◆ What to work on ◆
a. From the review, copy the passage starting with "Edward Sharpe And The Magnetic Zeros - PersonA - Albums" and going on through "and it shows.".
b. Translate this sentence from the review into Spanish: "Highlighting the joy of the band's renewed spirit is 'Wake Up the Sun'."
c. Answer these questions using the review:
(i) What rating does the review give the album?
(ii) Who is named as the band's lead singer?
(iii) Which song is described as having an infectious, sing-along chorus?

Edward Sharpe And The Magnetic Zeros - PersonA - Albums - Reviews - Soundblab

Edward Sharpe And The Magnetic Zeros - PersonA

by Justin Pearson Rating:7 Release Date:2016-04-18

Indie-folk collective Edward Sharpe and the Magnetic Zeros have pulled it together both figuratively and literally as a band with latest effort, PersonA. As lead singer Alex Ebert has alluded to in recent interviews, most of the songs on the album were written together in a collaborative, improvisational atmosphere, and it shows.

Highlighting the joy of the band's renewed spirit is 'Wake Up the Sun'. Its big horn and vocal swells close the song perfectly, as its main concern seems to be about embracing an individual, love-based spirituality and shunning the strictures of organized religion. 'No Love Like Yours' is pure exuberance, and it gets right at the heart of being in love, that feeling further heightened by its boisterous chorus. Another high note is 'The Ballad Of Yaya' with an infectious, sing-along chorus: "Wake up the sun Yaya/ Howl at the moon Yaya/ You're not the only one running for the sun."

◆ Supplied records ◆
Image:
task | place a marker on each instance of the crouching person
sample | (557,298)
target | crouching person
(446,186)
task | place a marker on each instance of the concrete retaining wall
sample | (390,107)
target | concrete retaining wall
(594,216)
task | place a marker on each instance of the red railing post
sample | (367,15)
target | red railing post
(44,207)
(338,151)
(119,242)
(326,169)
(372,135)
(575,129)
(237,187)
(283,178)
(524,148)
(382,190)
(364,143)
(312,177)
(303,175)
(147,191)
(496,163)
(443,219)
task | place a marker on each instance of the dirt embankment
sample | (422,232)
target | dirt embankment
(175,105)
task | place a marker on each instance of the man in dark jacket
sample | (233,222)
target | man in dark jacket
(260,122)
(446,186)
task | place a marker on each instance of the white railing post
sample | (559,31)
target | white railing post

◆ Solutions for each task ◆
a.
Edward Sharpe And The Magnetic Zeros - PersonA - Albums - Reviews - Soundblab

Edward Sharpe And The Magnetic Zeros - PersonA

by Justin Pearson Rating:7 Release Date:2016-04-18

Indie-folk collective Edward Sharpe and the Magnetic Zeros have pulled it together both figuratively and literally as a band with latest effort, PersonA. As lead singer Alex Ebert has alluded to in recent interviews, most of the songs on the album were written together in a collaborative, improvisational atmosphere, and it shows.

b. Lo que pone de relieve la alegría del espíritu renovado de la banda es 'Wake Up the Sun'.

c.
(i) 7
(ii) Alex Ebert
(iii) 'The Ballad Of Yaya'